§ **Instructions to follow**: Extend the biographical sketch of Kristján Eldjárn beyond the last sentence shown.

§ **Selected extract**:
════════
Kristján Eldjárn (; 6 December 1916 – 14 September 1982) was the third president of Iceland, from 1968 to 1980.

Biography
Kristján was born in Tjörn, Svarfaðardal, Iceland. His parents were Þórarinn Kr. Eldjárn, a teacher in Tjörn, and Sigrún Sigurhjartardóttir. He graduated in archaeology from the University of Copenhagen and taught at the University of Iceland. In 1957 he was awarded a doctorate for his research into pagan burials in Iceland. He was a teacher at the Akureyri Grammar School and the College of Navigation in Reykjavík, becoming a curator at the National Museum of Iceland in 1945 and its Director in 1947, a position he held until the 1968 presidential election.
════════
§ **Data segment**:
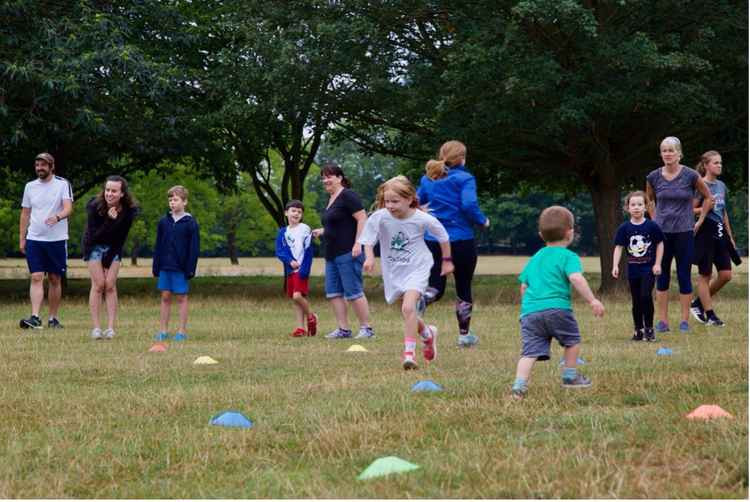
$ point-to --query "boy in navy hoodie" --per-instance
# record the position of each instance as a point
(175, 259)
(294, 250)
════════
§ **Expected answer**:
In 1966–68 he hosted a series of educational TV programs on the (then new) Icelandic National Television (RÚV), in which he showed the audience some of the National Museum's artefacts and explained their historical context. These programs became quite popular, making him a well known and respected popular figure. This no doubt gave him the incentive needed to run in the 1968 presidential election as a politically non-affiliated candidate.

Starting as the underdog in the 1968 presidential election, running against Ambassador Gunnar Thoroddsen who initially had a 70% lead in the opinion polls, Kristján won 65.6% of the vote on a 92.2% voter turnout. He was re-elected unopposed in 1972 and 1976. In 1980 he decided not to run for another term, wanting to devote his remaining years entirely to continuing his lifelong academic work.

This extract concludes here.